## Passage
================================
Thanks for the info.  This frame/bike is for a Mitsubishi MR VI Evolution owner!  There's gotta be an Evo owner out there that wants this frame...


----------



## Jeff54 (Dec 1, 2017)

lounging said:


> Thanks for the info.  This frame/bike is for a Mitsubishi MR VI Evolution owner!  There's gotta be an Evo owner out there that wants this frame...[]



 ah, and one more thing bout your frame albeit were going to long on a wanted ad. you don't date your bike by the frame but the 4 numbers on head badge. top to bottom, top number, if 0 then 80 but if a 1 then 81,  is the year. three numbers following it, down, are the Julian day of year. frames were built well before the bike was actually dated. 4-6 months too 2 years ahead.

{Edit,   I get this mixed up sometimes. It starts at the bottom number. the first three are the Julian code for the day of year made and top is the year. IE if bottom number is a 0 the next up is 0 and third up is a 1 then, it's January 1. then if the top number is a 0, the bike would  have been made; January 1 1980.
0
1
0
0

Of course. I doubt any bikes were made on January 1, }


----------



## GTs58 (Dec 1, 2017)

All the frames with the MR serials were built in 1981. The 1980 + balloon Cruiser frames did not have the same seat stay spread at the fender bracket as the middleweight frames. Maybe the OP should be more specific as to what he's looking for. Everyone calls an old Schwinn a cruiser these days.


----------



## 2nd gen schwinn rider (Feb 15, 2021)

Bike still available


----------
================================
## Problem details
Condense the paragraph in the thread that begins "All the frames with the MR serials" into a short bulleted list that keeps its main facts.

## Stored data
================================
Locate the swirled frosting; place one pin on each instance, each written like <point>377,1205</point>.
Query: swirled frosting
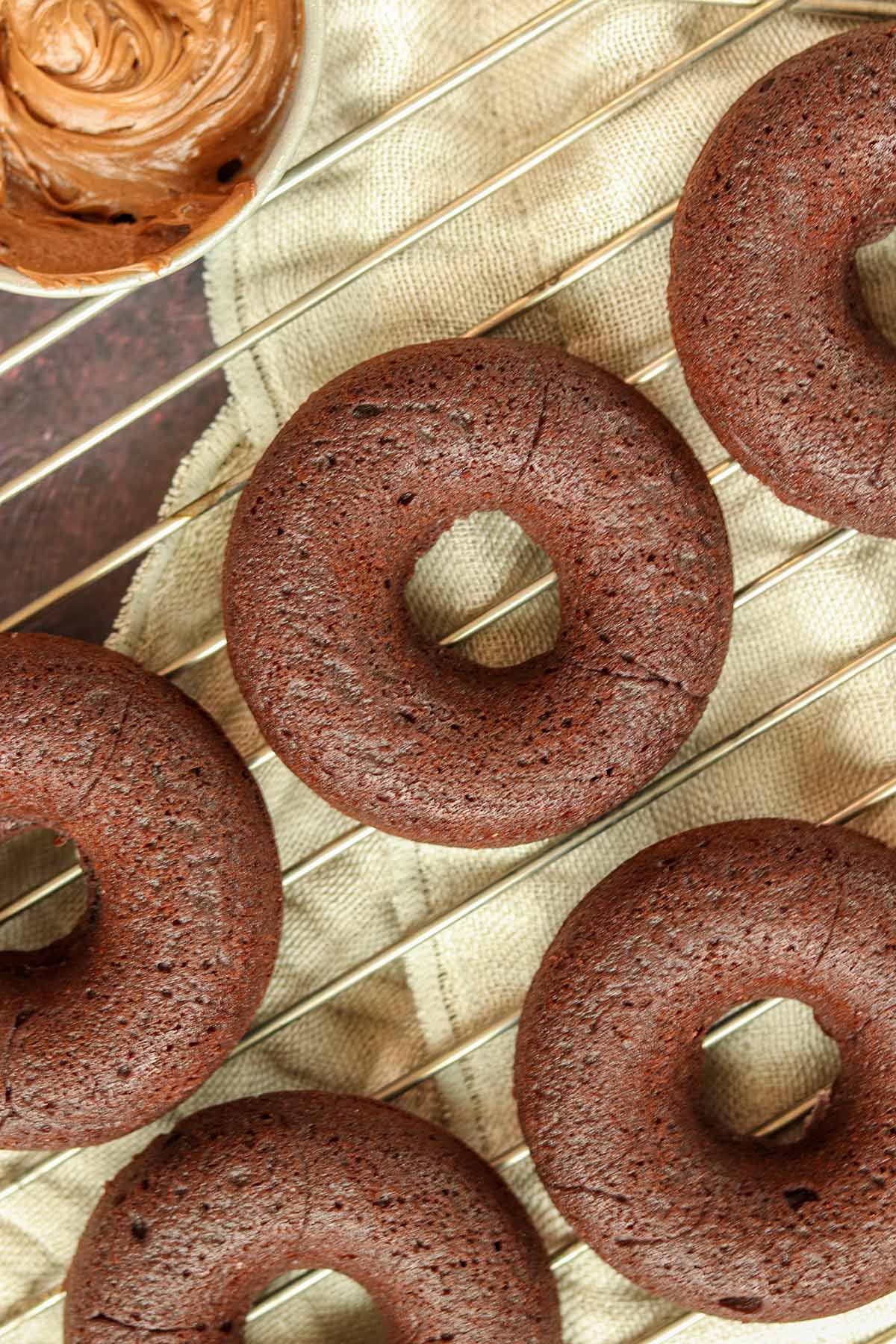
<point>127,124</point>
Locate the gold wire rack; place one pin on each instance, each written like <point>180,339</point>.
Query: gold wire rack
<point>45,337</point>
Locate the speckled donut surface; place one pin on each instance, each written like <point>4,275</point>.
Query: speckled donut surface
<point>188,1236</point>
<point>418,739</point>
<point>775,340</point>
<point>111,1026</point>
<point>608,1068</point>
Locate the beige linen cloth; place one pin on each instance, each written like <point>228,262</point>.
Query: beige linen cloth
<point>457,984</point>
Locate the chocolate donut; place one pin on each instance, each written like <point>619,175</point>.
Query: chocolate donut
<point>775,340</point>
<point>608,1068</point>
<point>191,1231</point>
<point>111,1026</point>
<point>417,739</point>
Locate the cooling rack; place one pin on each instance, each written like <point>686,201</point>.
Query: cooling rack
<point>45,337</point>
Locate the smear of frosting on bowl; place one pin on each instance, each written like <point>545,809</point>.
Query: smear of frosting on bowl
<point>129,125</point>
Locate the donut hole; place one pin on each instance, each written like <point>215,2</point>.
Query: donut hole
<point>770,1081</point>
<point>339,1296</point>
<point>876,267</point>
<point>28,860</point>
<point>477,562</point>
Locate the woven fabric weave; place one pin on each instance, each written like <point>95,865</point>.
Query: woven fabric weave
<point>808,626</point>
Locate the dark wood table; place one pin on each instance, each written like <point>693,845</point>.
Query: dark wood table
<point>114,491</point>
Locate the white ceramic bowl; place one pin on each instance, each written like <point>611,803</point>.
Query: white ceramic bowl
<point>280,156</point>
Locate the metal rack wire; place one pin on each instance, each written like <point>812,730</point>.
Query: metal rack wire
<point>556,850</point>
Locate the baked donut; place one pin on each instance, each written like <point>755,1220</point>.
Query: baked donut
<point>111,1026</point>
<point>421,741</point>
<point>191,1231</point>
<point>608,1068</point>
<point>775,340</point>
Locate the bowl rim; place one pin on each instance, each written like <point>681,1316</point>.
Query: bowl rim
<point>280,156</point>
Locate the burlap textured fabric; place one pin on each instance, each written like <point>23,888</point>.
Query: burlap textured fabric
<point>785,640</point>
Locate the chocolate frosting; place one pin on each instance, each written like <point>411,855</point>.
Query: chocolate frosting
<point>127,124</point>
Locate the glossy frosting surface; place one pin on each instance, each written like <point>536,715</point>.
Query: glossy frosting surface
<point>127,124</point>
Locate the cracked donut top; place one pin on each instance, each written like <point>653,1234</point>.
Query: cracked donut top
<point>417,738</point>
<point>108,1027</point>
<point>193,1229</point>
<point>129,125</point>
<point>609,1063</point>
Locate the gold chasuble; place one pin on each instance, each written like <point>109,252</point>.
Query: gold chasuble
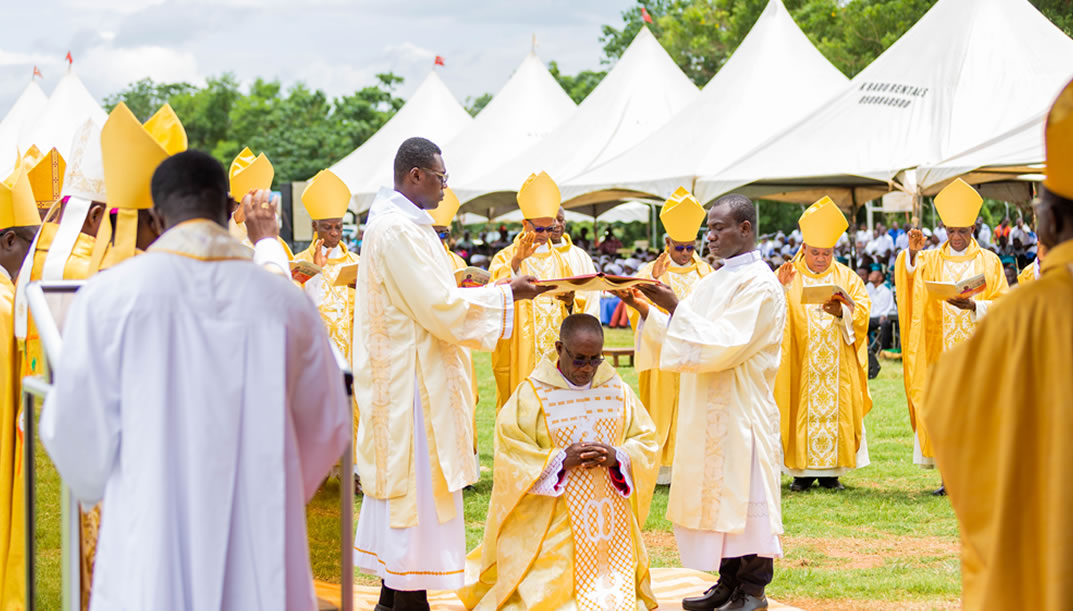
<point>336,304</point>
<point>535,321</point>
<point>659,389</point>
<point>822,386</point>
<point>930,326</point>
<point>582,550</point>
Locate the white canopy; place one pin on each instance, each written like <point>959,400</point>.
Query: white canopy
<point>30,103</point>
<point>967,72</point>
<point>431,112</point>
<point>527,108</point>
<point>70,105</point>
<point>774,78</point>
<point>637,97</point>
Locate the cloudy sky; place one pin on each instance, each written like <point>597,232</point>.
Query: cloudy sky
<point>336,45</point>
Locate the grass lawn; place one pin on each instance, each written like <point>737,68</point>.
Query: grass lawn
<point>884,542</point>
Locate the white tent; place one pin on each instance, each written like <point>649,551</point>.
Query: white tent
<point>431,112</point>
<point>26,110</point>
<point>774,78</point>
<point>967,72</point>
<point>530,105</point>
<point>637,97</point>
<point>69,106</point>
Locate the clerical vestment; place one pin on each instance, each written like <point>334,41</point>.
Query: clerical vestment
<point>234,395</point>
<point>930,326</point>
<point>535,321</point>
<point>581,264</point>
<point>559,539</point>
<point>1008,465</point>
<point>412,324</point>
<point>659,389</point>
<point>725,339</point>
<point>336,304</point>
<point>822,387</point>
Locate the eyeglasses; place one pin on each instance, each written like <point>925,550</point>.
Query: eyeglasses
<point>441,175</point>
<point>581,362</point>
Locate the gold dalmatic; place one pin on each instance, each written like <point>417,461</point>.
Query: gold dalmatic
<point>599,514</point>
<point>821,383</point>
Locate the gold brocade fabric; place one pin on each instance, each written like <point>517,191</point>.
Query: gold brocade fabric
<point>999,413</point>
<point>659,389</point>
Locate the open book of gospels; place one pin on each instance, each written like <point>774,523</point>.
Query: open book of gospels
<point>593,282</point>
<point>469,277</point>
<point>966,288</point>
<point>820,294</point>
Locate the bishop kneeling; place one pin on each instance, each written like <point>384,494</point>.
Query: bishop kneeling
<point>573,446</point>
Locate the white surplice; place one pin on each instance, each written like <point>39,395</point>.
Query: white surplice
<point>725,339</point>
<point>197,395</point>
<point>412,380</point>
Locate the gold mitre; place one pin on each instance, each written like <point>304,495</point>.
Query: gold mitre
<point>822,223</point>
<point>325,197</point>
<point>249,173</point>
<point>539,197</point>
<point>681,216</point>
<point>17,206</point>
<point>45,172</point>
<point>958,204</point>
<point>443,214</point>
<point>1058,135</point>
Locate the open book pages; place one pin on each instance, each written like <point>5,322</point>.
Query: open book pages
<point>348,275</point>
<point>468,277</point>
<point>966,288</point>
<point>303,271</point>
<point>820,294</point>
<point>593,282</point>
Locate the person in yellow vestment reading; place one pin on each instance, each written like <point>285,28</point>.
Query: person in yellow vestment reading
<point>326,198</point>
<point>1008,467</point>
<point>822,387</point>
<point>575,466</point>
<point>535,322</point>
<point>679,267</point>
<point>18,223</point>
<point>930,325</point>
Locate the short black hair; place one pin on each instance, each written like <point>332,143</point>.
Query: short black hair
<point>190,184</point>
<point>579,323</point>
<point>741,208</point>
<point>414,153</point>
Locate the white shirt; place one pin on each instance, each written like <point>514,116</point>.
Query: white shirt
<point>182,382</point>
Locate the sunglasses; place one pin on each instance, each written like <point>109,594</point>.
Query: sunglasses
<point>581,362</point>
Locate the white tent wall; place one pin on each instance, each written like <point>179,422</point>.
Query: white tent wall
<point>968,71</point>
<point>638,96</point>
<point>69,106</point>
<point>29,105</point>
<point>432,112</point>
<point>529,106</point>
<point>775,77</point>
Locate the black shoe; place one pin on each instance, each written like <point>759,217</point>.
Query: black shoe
<point>714,597</point>
<point>743,601</point>
<point>831,483</point>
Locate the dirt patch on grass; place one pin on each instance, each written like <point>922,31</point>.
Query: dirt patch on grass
<point>861,553</point>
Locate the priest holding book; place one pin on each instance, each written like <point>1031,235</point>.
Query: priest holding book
<point>822,387</point>
<point>930,325</point>
<point>679,267</point>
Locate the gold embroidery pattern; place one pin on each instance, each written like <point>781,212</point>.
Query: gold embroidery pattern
<point>820,383</point>
<point>600,517</point>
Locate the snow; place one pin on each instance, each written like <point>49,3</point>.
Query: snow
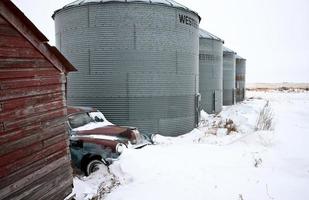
<point>225,158</point>
<point>95,124</point>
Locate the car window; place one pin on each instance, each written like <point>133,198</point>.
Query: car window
<point>97,116</point>
<point>79,120</point>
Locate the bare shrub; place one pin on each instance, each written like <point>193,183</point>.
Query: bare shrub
<point>265,120</point>
<point>230,126</point>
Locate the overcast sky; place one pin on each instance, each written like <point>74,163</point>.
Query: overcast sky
<point>273,35</point>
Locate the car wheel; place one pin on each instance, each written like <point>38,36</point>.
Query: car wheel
<point>95,165</point>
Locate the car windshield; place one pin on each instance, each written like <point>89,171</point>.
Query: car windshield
<point>97,116</point>
<point>79,120</point>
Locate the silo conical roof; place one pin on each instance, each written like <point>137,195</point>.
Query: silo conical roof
<point>164,2</point>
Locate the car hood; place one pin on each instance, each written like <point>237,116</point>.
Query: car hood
<point>110,130</point>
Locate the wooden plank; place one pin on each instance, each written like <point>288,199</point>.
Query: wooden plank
<point>14,52</point>
<point>31,167</point>
<point>30,130</point>
<point>24,73</point>
<point>40,161</point>
<point>24,181</point>
<point>2,21</point>
<point>60,191</point>
<point>57,186</point>
<point>12,151</point>
<point>14,41</point>
<point>20,133</point>
<point>31,82</point>
<point>20,124</point>
<point>17,104</point>
<point>7,30</point>
<point>31,91</point>
<point>20,63</point>
<point>31,110</point>
<point>39,183</point>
================================
## Exercise solution
- All frames with MR serials were built in 1981.
- The 1980+ balloon Cruiser frames lacked the same seat stay spread at the fender bracket that the middleweight frames had.
- The original poster should be more specific about what is wanted, because everyone now calls an old Schwinn a cruiser.